Source records:
## begin
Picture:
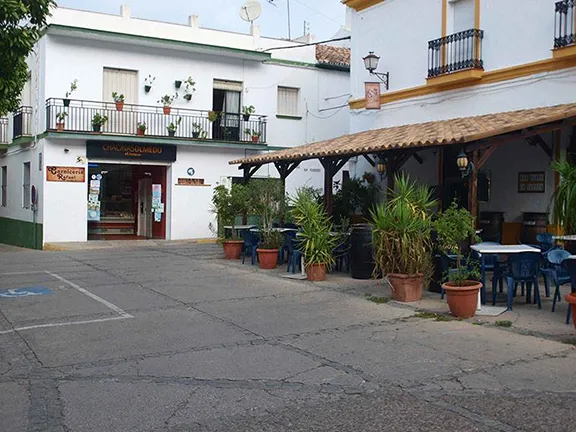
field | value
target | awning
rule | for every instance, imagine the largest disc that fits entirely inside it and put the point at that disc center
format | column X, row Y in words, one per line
## end
Could you put every item above into a JSON list of strings, with one string for each line, blank lines omitted and the pictures left out?

Task result:
[
  "Picture:",
  "field | value",
  "target | awning",
  "rule | for every instance, imagine the largest disc that fits entirely inside it and put the point at that disc center",
  "format | column X, row Y in words, one per line"
]